**What the task requires**
Rewrite everything in the goat-weaning thread from "## jad44 (Apr" down to "till 12 weeks!", putting "buckling" in place of "little guy".

**Source document**
== Segment start ==

# How long to wean a goat?



## Silvercreek Farmer (Oct 13, 2005)

I've got a doe with a 9 week old buckling that I need to get off of her so she can put some weight on. I plan on moving the buckling to another paddock. How long will it take? Any other tips? I have always just let them do it naturally, but this doe worries me...


----------



## Alice In TX/MO (May 10, 2002)

You might as well plan on leaving him there. Some kids never give up, it seems.


----------



## Wags (Jun 2, 2002)

Some people wean buck kids at 8 weeks, so I suppose if he is doing well you could take him off his dam and move him to a separate paddock. He (and possibly she) will cry for 2-3 days and then move on.


----------



## deineria (Aug 22, 2009)

I'd wait until 10-12 weeks.


----------



## jad44 (Apr 10, 2008)

Make sure the doe has good nutrition - she'll do fine - i takes a while to get back to looking normal after nursing their kids - and I'd not wean the little guy too soon - asking for problems there too - been there, done that. They need the nutrition from mother's milk for a good start. I'd wait till 12 weeks!


----------



## Silvercreek Farmer (Oct 13, 2005)

This guy is huge, he killed his sister by knocking her off the teat everytime they nursed, by the time I figured out what was happening it was too late... He grazes like a champ and I guess it will be 10 weeks by this weekend, I think he will do fine...it is hard to give the doe much supplement because the others (including the steer) fight over it, so I would have to separate her out, which is a pain...


----------



## Alice In TX/MO (May 10, 2002)

With all due respect, you have management problems. You appear to have lost a doe kid due to not taking action. She could have been bottle fed and saved.

You have the dam in a situation where she has to fight for feed with a steer? Her problem isn't her buckling, it's the environment she's forced to live in.

== Segment end ==

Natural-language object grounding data
== Segment start ==

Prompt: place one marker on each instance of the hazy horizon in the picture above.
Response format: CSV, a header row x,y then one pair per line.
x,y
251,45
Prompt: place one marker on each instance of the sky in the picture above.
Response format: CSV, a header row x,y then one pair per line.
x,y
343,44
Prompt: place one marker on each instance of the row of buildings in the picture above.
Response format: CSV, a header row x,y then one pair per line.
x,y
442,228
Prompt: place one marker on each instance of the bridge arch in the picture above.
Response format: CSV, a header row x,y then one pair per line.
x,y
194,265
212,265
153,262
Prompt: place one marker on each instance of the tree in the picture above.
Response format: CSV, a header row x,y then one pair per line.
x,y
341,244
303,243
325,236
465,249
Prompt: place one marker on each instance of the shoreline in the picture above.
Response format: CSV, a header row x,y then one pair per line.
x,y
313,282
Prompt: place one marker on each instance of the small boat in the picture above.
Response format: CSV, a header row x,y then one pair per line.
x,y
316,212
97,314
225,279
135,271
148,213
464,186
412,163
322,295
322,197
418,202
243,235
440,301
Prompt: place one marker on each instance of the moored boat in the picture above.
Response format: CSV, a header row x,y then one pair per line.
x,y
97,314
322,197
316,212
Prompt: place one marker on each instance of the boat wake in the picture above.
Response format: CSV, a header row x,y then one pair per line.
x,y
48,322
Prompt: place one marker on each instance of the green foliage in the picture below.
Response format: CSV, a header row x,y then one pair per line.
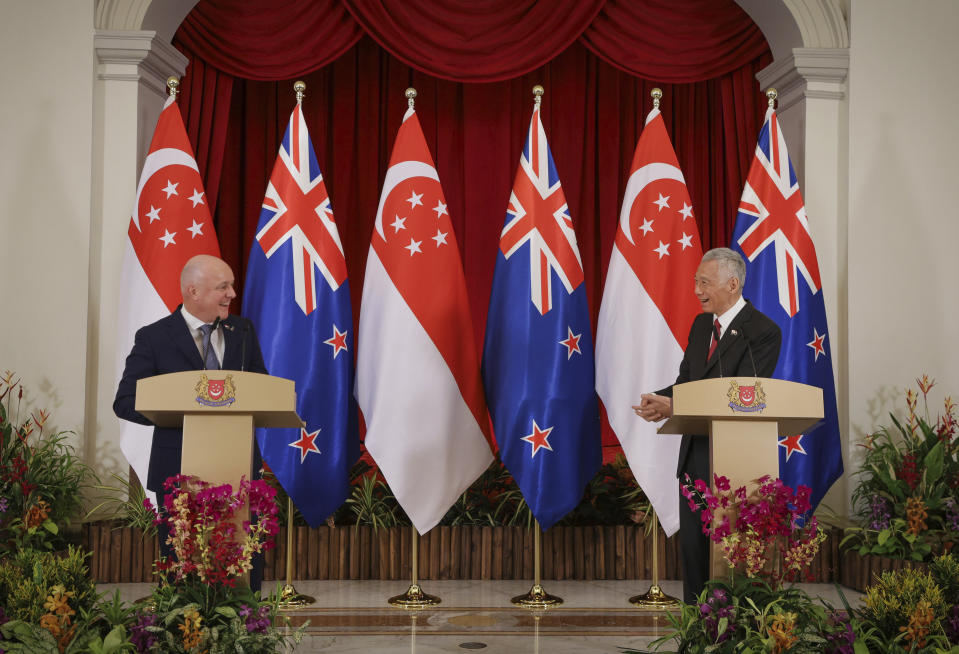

== Segment end ==

**Answer space**
## jad44 (Apr 10, 2008)

Make sure the doe has good nutrition - she'll do fine - i takes a while to get back to looking normal after nursing their kids - and I'd not wean the buckling too soon - asking for problems there too - been there, done that. They need the nutrition from mother's milk for a good start. I'd wait till 12 weeks!